:: Consigne ::
D'après l'extrait, combien d'officines sont en capacité d'ouvrir des DMP ?

:: Extrait ::

────────────────

Albin Dumas, président de l’Association de pharmacie rurale (APR), se félicite de la voie empruntée. « On a fait un premier pas, j'en suis très heureux », indique-t-il, déplorant toutefois que lorsque l’on donne d’un côté 900 millions d’euros par an sur 4 ans pour l’évolution du système de santé, on reprenne de l’autre un milliard d’euros par an sur le médicament.
La FSPF signataire
Quoi qu’il en soit, la profession compte bien s’inscrire dans cette logique d’exercice coordonné. « La FSPF sera signataire de cet accord », réaffirme le président du syndicat, Philippe Gaertner, pour qui ce texte est « l’occasion de passer à quelque chose de plus formalisé ». En effet, la coordination des soins existe déjà, comme le rappelle Jacques Battistoni, président du syndicat de médecins MG France. Mais pour lui, « il faut aller plus loin, en se connaissant mieux ». « On ne part pas d’une page blanche », reconnaît en effet Nicolas Revel, relevant que, au quotidien, médecins, pharmaciens et infirmiers ne cessent d’échanger. Mais pour aller plus loin et rendre ces coopérations plus efficaces, il est nécessaire de doter les professionnels d’outils et de ressources qui permettront de franchir une étape supplémentaire, explique le directeur général de l’UNCAM. Pour lui, les bilans de médication font d’ailleurs partie des éléments de coordination. « J’attends beaucoup de ces missions », lance-t-il aux congressistes alors que l’engagement des pharmaciens dans ces bilans est encore timide (voir encadré).
Le DMP, outil de la coordination
Le dossier médical partagé (DMP) en cours de déploiement est un autre outil de cette coordination des soins. « C’est un élément essentiel de la coordination interprofessionnelle », indique Philippe Gaertner, en particulier si la « prescription pharmaceutique » devenait réalité (voir ci-dessous). « Nous avons de plus en plus d’officines qui s’équipent pour pouvoir en créer », se félicite pour sa part Nicolas Revel, qui a profité de sa présence au Congrès national pour saluer la mobilisation des pharmaciens. Environ 6 000 officines sont ainsi en capacité d’ouvrir des DMP et 80 000 DMP sont créés chaque semaine, alors que la campagne nationale auprès des assurés n’a pas encore été lancée. Après, il faudra les alimenter. « Nous sommes en train de travailler avec votre Ordre national pour faire un lien entre le DP et le DMP », annonce Nicolas Revel.
Certes, « nous ne sommes pas au début de la coordination, mais à une étape où on la formalise et où on lui donne des moyens, conclut Philippe Gaertner. Quand des professionnels prennent du temps pour s’assurer de la construction du parcours du patient, ce temps doit être reconnu ». Et par conséquent, rémunéré.
*Le 71e Congrès national des pharmaciens s’est déroulé les 20 et 21 octobre à Strasbourg. L’événement est co-organisé par la Fédération des syndicats pharmaceutiques de France (FSPF), l’Association de pharmacie rurale (APR) et l’association de formation continue UTIP.

────────────────

:: Données fournies ::
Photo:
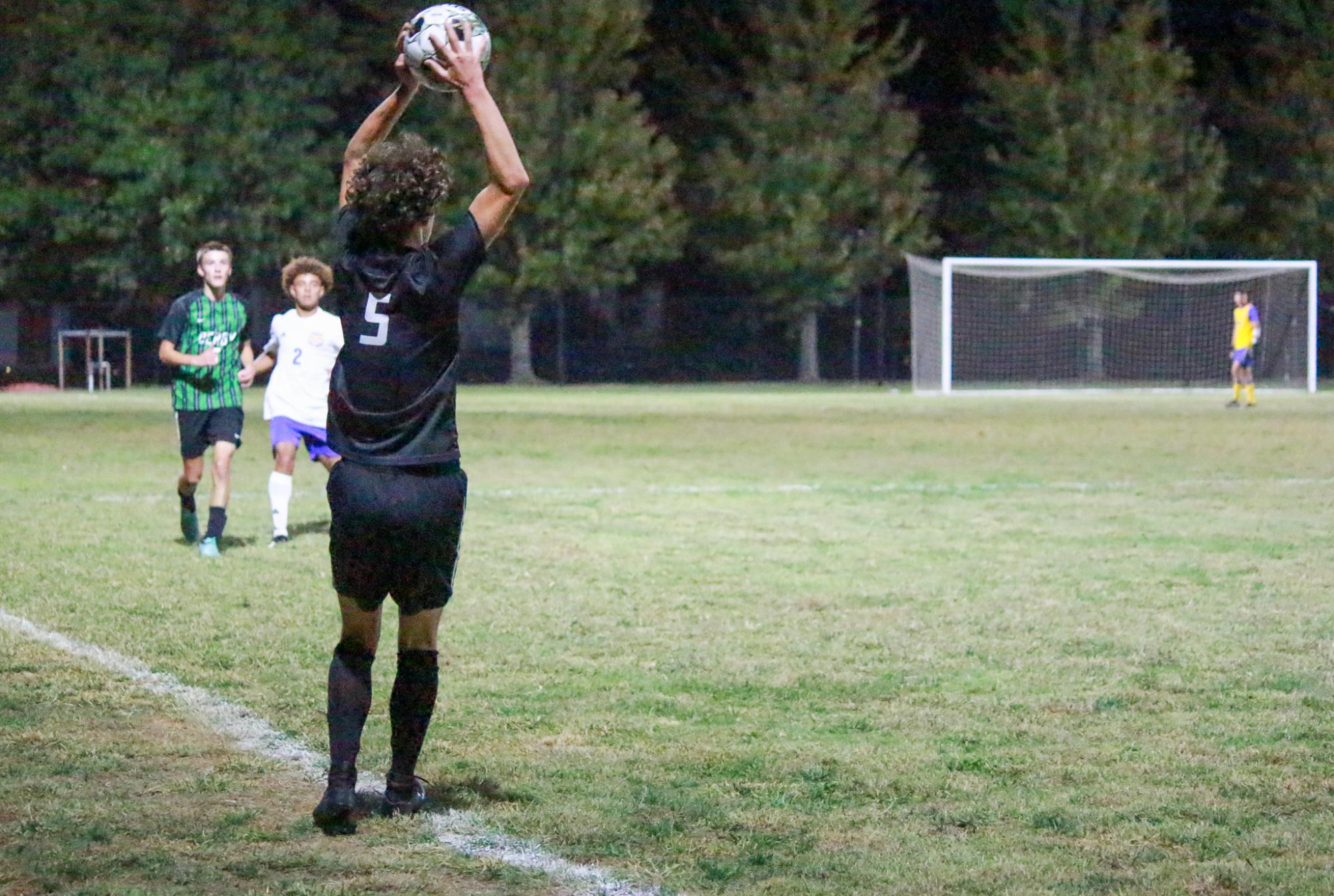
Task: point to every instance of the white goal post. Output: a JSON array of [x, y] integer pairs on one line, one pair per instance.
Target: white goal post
[[1105, 323]]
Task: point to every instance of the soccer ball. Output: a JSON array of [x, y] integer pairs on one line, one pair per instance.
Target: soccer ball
[[418, 47]]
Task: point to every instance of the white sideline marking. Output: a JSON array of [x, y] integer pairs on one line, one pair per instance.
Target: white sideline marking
[[463, 831]]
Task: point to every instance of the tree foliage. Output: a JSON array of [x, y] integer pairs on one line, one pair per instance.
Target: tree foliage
[[819, 189], [1283, 131], [139, 130], [1099, 145]]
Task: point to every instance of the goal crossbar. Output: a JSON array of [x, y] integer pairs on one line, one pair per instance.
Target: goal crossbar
[[953, 266]]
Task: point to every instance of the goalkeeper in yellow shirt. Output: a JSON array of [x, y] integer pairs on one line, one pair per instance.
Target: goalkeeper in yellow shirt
[[1245, 335]]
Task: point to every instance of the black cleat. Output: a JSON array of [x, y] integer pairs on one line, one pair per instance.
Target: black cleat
[[403, 795], [334, 814]]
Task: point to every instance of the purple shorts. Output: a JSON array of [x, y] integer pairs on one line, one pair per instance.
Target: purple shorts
[[290, 431]]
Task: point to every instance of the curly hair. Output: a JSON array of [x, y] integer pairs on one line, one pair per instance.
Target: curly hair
[[306, 265], [397, 187]]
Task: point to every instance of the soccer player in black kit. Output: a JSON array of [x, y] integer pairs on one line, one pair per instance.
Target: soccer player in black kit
[[398, 497]]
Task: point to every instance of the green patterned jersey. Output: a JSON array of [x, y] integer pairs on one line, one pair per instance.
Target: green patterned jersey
[[197, 323]]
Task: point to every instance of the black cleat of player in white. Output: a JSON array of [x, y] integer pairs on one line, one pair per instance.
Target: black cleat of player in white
[[403, 795], [334, 814]]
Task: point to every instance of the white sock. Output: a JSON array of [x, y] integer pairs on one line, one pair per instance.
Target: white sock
[[279, 497]]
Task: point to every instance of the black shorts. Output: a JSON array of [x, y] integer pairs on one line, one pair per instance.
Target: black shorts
[[202, 429], [395, 531]]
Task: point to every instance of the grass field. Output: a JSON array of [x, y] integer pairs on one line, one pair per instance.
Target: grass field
[[762, 641]]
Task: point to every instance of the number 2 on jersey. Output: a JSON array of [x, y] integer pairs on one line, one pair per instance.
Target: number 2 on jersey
[[374, 317]]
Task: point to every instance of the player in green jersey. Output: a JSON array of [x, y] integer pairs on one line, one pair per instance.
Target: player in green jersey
[[206, 339]]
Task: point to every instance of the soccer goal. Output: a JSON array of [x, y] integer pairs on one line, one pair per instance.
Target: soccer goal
[[1094, 323]]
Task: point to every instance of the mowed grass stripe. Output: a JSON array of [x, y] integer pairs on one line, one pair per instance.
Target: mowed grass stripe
[[763, 691]]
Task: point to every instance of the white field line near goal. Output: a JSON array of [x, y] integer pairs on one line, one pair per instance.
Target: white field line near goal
[[463, 831]]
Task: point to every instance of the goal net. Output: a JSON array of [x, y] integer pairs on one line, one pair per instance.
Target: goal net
[[1055, 323]]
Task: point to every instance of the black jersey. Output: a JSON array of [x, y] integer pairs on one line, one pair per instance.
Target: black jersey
[[393, 390]]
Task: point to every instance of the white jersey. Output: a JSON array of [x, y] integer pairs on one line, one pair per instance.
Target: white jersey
[[306, 349]]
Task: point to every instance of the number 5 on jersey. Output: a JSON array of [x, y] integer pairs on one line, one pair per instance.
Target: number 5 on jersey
[[374, 317]]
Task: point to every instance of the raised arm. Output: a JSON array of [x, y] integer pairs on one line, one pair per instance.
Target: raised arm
[[381, 122], [497, 202]]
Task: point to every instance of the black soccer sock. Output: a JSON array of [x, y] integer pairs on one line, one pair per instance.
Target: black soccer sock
[[350, 701], [411, 706], [217, 522]]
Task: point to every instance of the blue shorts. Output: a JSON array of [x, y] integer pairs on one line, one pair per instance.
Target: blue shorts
[[286, 430]]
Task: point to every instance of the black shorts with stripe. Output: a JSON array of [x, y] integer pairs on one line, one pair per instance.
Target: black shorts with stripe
[[202, 429], [395, 533]]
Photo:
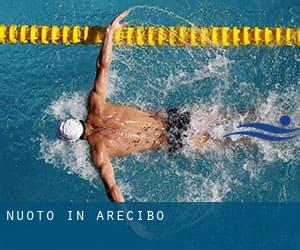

────────────────

:: Réponse ::
Environ 6 000 officines sont en capacité d'ouvrir des DMP.